Text under study:
◇ ◇ ◇ ◇ ◇

Rethinking Retrieval-Augmented Generation for Medicine: A Comprehensive Evaluation

Introduction

The integration of LLMs into the medical field has shown significant potential for diverse applications, such as medical question answering and treatment planning. However, these models face challenges in maintaining up-to-date medical knowledge and providing well-grounded, evidence-based responses. Retrieval-Augmented Generation (RAG) approaches have been proposed to address these issues by enabling models to augment generated outputs with retrieved external evidence. This paper delivers a detailed evaluation of RAG's performance in medical contexts, questioning its reliability in producing factual and evidence-based results.

Methodology

The study undertakes a large-scale expert evaluation, engaging 18 medical specialists who annotated over 80,502 responses across varying RAG configurations using models like GPT-4o and Llama-3.1. The evaluation focuses on three core stages within the RAG framework: evidence retrieval, evidence selection, and response generation.

Figure 1: Study design and evaluation framework, highlighting stages such as evidence retrieval, selection, and response generation.

The evaluation method meticulously decomposes the RAG pipeline. The framework begins with assessing the relevance of retrieved passages (evidence retrieval), evaluates the accuracy of the evidence usage in model responses (evidence selection), and finally, examines the factuality and completeness of the generated outputs (response generation).

Findings and Evaluation

Evidence Retrieval

The retrieval process revealed a significant challenge in acquiring relevant passages. Only 22% of the top-16 retrieved passages were deemed relevant, with even lower performance noted for specific query types.

Figure 2: Evidence retrieval performance, indicating poor precision and high miss rates.

The coverage of essential content was limited, often failing to support necessary medical information. This indicates a bottleneck at the retrieval stage, leading to inadequate context provision for the LLMs.

Evidence Selection

Evidence selection posed another challenge, with low precision and recall observed in selecting relevant evidence from retrieved passages. The analysis showed that LLMs frequently incorporated irrelevant content, indicating a poor discernment capability in distinguishing useful information from misleading content.

Figure 3: Analysis of citation types and evidence selection performance, highlighting discrepancies between retrieved and self-generated references.

Response Generation

The efficiency of RAG in improving the factual accuracy and completeness of model responses was scrutinized, showing that these models often underperformed when compared to non-RAG models.

Figure 4: Factuality and completeness analysis of responses, showing consistently lower performance for RAG models.

The research demonstrated that the reliance on irrelevant passages significantly impacted the factuality and completeness of responses, with factuality dropping by up to 6% in some model configurations.

Enhanced RAG Pipeline

To address the challenges identified, the study proposed enhancements to the RAG pipeline, including query reformulation and evidence filtering. These modifications aim to refine retrieval accuracy and effectively filter out irrelevant evidence, thus improving the generation stage's quality.

Figure 5: Enhanced RAG pipeline introducing query reformulation and evidence filtering.

These enhancements showed notable improvements across various QA datasets, suggesting that targeted strategies could mitigate some inherent limitations of the standard RAG approach.

Conclusion

The comprehensive evaluation of RAG in medical applications demonstrates several critical shortcomings, particularly in retrieval accuracy and evidence selection. Despite its potential, RAG, in its current form, may not consistently enhance the factual accuracy or usefulness of LLMs. The study underscores the importance of a systematic, stage-aware evaluation of RAG pipelines and highlights the potential benefits of incorporating simple yet effective strategies like evidence filtering and query reformulation to bolster existing frameworks. These findings encourage a reconsideration of RAG's application in medicine and call for innovations to improve LLM reliability in clinical settings.

◇ ◇ ◇ ◇ ◇

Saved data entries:

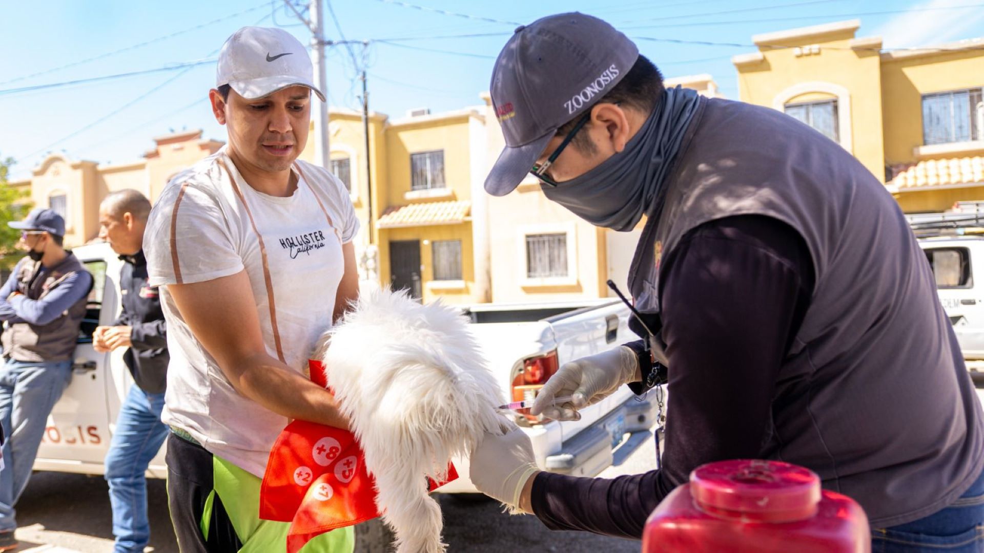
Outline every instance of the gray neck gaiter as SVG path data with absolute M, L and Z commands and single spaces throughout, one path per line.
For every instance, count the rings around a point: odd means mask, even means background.
M 543 194 L 595 226 L 629 231 L 655 211 L 663 180 L 701 103 L 690 89 L 666 90 L 625 150 Z

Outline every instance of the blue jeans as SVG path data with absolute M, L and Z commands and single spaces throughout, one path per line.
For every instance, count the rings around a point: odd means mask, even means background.
M 872 553 L 984 551 L 984 472 L 959 499 L 929 517 L 874 529 Z
M 14 506 L 31 478 L 51 408 L 71 380 L 71 361 L 8 360 L 0 368 L 0 424 L 7 436 L 0 469 L 0 531 L 17 528 Z
M 151 540 L 145 472 L 167 437 L 167 426 L 160 422 L 163 408 L 163 394 L 148 394 L 137 385 L 130 387 L 120 407 L 106 454 L 115 553 L 142 552 Z

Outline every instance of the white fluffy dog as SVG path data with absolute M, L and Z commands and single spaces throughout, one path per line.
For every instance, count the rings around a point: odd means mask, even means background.
M 376 505 L 400 553 L 438 553 L 441 509 L 425 476 L 443 481 L 452 456 L 501 427 L 501 392 L 468 320 L 405 292 L 363 294 L 326 335 L 329 385 L 376 478 Z

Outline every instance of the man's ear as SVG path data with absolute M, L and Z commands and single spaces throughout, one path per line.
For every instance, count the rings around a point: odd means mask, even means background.
M 209 101 L 212 102 L 212 114 L 215 116 L 215 121 L 218 121 L 219 125 L 224 125 L 225 100 L 222 99 L 222 94 L 218 93 L 218 90 L 209 91 Z
M 608 102 L 599 103 L 594 106 L 591 119 L 608 131 L 608 138 L 616 153 L 625 150 L 625 145 L 632 138 L 632 130 L 629 128 L 629 118 L 621 106 Z

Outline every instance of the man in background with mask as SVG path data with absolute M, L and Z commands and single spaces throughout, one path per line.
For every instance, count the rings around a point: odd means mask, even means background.
M 0 423 L 8 437 L 0 468 L 0 551 L 17 547 L 14 505 L 28 485 L 51 407 L 72 378 L 72 355 L 92 276 L 63 247 L 65 219 L 36 208 L 21 232 L 28 257 L 0 288 L 4 322 Z
M 665 90 L 581 14 L 519 28 L 491 95 L 506 149 L 490 194 L 532 172 L 597 226 L 646 217 L 629 291 L 647 339 L 564 365 L 532 412 L 576 419 L 665 366 L 669 417 L 660 469 L 611 480 L 539 471 L 518 429 L 486 435 L 480 491 L 553 529 L 639 538 L 697 466 L 781 460 L 857 500 L 882 546 L 981 546 L 981 406 L 925 255 L 861 163 L 779 111 Z

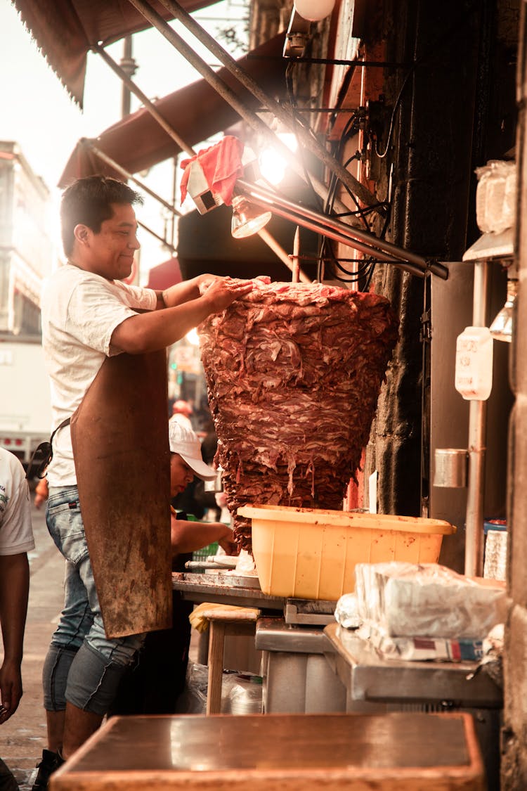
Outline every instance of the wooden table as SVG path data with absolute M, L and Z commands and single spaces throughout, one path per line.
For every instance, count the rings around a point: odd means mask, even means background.
M 484 791 L 464 713 L 118 717 L 50 791 Z
M 206 604 L 205 605 L 206 607 Z M 225 637 L 254 634 L 259 610 L 252 607 L 211 607 L 201 612 L 209 623 L 209 681 L 207 684 L 207 713 L 219 714 L 221 710 L 221 684 L 224 674 Z

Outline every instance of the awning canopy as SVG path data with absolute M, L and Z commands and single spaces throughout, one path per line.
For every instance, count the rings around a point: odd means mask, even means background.
M 280 33 L 238 61 L 268 93 L 277 97 L 284 95 L 286 89 L 286 64 L 282 58 L 284 35 Z M 252 93 L 227 68 L 220 69 L 218 74 L 247 106 L 258 108 Z M 186 85 L 154 104 L 179 137 L 190 146 L 224 131 L 239 120 L 236 111 L 205 79 Z M 77 144 L 60 178 L 59 187 L 66 187 L 75 179 L 94 173 L 119 175 L 99 159 L 88 143 L 81 140 Z M 130 173 L 151 168 L 181 150 L 145 108 L 115 123 L 93 143 Z
M 95 44 L 103 47 L 150 27 L 128 0 L 13 0 L 24 24 L 69 93 L 82 107 L 86 57 Z M 179 0 L 185 10 L 197 11 L 217 0 Z M 172 15 L 160 2 L 150 5 L 165 20 Z

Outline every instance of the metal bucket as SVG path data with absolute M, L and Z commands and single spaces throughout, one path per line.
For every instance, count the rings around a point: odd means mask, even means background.
M 436 448 L 434 486 L 460 489 L 467 485 L 469 452 L 465 448 Z

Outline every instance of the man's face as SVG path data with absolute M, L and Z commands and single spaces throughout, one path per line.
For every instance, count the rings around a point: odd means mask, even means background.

◇ ◇ ◇ ◇ ◇

Exercise:
Please answer these questions from the text on RAG in medicine:
(a) How many medical specialists took part in the expert evaluation?
(b) What percentage of the top-16 retrieved passages were judged relevant?
(c) Which two enhancements to the RAG pipeline did the study propose?

Answer for the task:
(a) 18
(b) 22%
(c) Query reformulation and evidence filtering